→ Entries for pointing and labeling
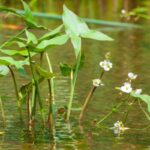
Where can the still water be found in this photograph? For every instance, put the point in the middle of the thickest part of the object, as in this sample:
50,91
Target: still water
130,53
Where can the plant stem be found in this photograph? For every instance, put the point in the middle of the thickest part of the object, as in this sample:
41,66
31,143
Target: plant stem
109,114
17,93
52,86
127,112
2,110
11,39
89,96
36,88
50,114
86,103
73,84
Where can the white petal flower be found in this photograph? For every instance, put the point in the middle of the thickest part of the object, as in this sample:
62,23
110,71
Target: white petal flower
118,127
106,65
126,88
97,82
138,91
132,76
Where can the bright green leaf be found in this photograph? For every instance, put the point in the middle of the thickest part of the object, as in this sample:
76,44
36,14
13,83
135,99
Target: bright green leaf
59,40
96,35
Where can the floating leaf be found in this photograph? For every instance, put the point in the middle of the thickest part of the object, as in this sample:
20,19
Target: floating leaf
44,73
4,70
51,33
65,69
59,40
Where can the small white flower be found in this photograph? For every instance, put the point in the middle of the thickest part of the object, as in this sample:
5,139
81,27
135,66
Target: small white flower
132,76
106,65
118,127
97,82
126,88
138,91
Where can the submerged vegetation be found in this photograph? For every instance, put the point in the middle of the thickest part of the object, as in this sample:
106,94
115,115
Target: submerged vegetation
32,53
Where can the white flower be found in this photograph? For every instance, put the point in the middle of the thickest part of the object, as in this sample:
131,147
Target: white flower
97,82
132,76
118,127
106,65
126,88
138,91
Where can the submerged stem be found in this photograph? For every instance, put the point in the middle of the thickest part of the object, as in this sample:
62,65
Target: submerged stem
109,114
17,92
73,84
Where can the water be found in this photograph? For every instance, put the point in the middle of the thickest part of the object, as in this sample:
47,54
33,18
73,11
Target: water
130,52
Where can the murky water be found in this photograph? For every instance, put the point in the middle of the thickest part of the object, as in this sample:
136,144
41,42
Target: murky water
130,52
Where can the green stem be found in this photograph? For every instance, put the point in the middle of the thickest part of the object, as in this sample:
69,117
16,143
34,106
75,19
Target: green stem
86,103
73,84
37,88
17,92
109,114
50,114
2,110
11,39
127,112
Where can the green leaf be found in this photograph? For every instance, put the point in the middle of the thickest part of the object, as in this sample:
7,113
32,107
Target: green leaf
65,69
59,40
52,33
31,37
10,61
14,52
44,73
143,97
76,42
96,35
4,70
27,12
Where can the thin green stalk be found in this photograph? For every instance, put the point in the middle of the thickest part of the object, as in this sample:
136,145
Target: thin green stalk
52,85
109,114
88,98
73,84
146,114
71,96
17,92
2,110
37,88
11,39
50,114
86,103
127,112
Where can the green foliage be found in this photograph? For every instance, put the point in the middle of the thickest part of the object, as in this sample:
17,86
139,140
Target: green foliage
4,70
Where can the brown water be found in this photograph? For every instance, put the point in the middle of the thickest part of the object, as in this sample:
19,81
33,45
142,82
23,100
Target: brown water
130,52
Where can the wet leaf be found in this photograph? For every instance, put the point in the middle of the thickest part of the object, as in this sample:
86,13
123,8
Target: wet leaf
59,40
44,73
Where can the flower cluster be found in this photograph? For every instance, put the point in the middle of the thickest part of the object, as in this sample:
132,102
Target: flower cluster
119,127
127,87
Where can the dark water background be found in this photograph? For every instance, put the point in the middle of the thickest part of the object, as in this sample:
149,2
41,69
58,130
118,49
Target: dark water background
130,53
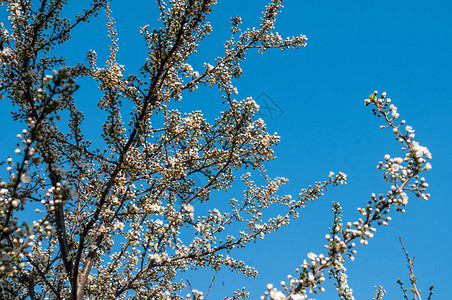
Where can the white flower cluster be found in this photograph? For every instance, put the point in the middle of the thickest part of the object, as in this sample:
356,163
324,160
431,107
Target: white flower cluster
403,175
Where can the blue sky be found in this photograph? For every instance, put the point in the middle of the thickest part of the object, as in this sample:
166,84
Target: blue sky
354,47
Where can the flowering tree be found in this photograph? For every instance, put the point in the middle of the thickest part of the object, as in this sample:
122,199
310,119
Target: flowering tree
123,222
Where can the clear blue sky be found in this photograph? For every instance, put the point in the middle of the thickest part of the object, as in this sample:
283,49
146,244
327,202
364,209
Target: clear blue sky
355,47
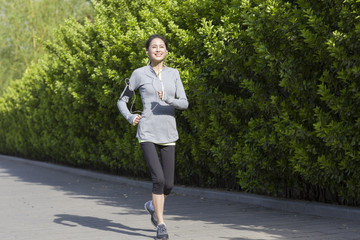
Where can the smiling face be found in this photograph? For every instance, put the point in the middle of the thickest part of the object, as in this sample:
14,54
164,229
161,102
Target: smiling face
156,51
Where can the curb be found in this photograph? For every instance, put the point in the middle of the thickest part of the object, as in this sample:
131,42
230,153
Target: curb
295,206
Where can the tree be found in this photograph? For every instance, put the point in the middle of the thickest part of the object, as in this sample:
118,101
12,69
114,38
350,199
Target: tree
24,25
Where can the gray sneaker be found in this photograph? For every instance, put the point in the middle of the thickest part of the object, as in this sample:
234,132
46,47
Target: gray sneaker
161,232
151,212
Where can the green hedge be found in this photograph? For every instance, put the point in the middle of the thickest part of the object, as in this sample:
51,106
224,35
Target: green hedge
273,89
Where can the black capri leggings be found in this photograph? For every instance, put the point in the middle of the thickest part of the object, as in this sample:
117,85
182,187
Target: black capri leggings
162,171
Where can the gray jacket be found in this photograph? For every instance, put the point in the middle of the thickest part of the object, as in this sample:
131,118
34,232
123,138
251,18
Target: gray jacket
158,123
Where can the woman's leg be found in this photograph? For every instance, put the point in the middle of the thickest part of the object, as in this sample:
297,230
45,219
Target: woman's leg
167,157
158,179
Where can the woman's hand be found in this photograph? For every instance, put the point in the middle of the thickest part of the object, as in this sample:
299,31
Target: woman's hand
137,119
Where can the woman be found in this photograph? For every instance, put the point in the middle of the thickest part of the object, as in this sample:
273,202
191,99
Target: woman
161,93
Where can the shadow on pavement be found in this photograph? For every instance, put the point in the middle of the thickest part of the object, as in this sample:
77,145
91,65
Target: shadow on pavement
100,224
185,212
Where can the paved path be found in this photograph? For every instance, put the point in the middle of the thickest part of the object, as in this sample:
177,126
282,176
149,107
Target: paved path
39,203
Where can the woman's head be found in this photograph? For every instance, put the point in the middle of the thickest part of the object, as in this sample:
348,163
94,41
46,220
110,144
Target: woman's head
152,37
156,49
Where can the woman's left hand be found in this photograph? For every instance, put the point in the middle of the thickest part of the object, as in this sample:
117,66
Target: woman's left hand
161,95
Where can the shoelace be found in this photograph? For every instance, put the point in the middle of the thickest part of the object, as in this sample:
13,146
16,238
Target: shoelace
161,228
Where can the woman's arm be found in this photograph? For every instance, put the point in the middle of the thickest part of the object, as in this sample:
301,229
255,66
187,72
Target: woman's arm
180,102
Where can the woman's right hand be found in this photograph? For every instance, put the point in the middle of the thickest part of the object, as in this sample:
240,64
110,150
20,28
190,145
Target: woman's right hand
137,120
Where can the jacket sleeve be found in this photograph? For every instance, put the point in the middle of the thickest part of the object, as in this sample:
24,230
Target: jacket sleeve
180,102
127,93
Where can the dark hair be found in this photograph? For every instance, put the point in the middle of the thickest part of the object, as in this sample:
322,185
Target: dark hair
152,37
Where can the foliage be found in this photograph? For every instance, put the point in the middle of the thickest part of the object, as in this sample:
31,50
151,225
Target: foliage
273,89
25,25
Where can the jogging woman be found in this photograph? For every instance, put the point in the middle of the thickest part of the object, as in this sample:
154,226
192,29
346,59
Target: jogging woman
161,93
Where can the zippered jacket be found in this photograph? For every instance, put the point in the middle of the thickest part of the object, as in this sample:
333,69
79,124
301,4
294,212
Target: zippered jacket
158,123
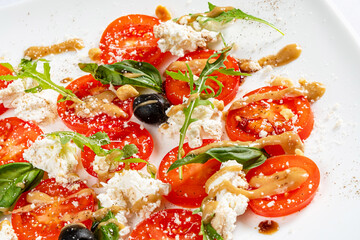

→ STATED GOAL
Locate every line in the listing above that contains the string "pavement", matching case exactly, and copy each of those lines.

→ FINISHED TASK
Where can the shadow on pavement be found in this photograph? For every instance, put the point in the middle of the thickest part of the object, as in this sample:
Target: shadow on pavement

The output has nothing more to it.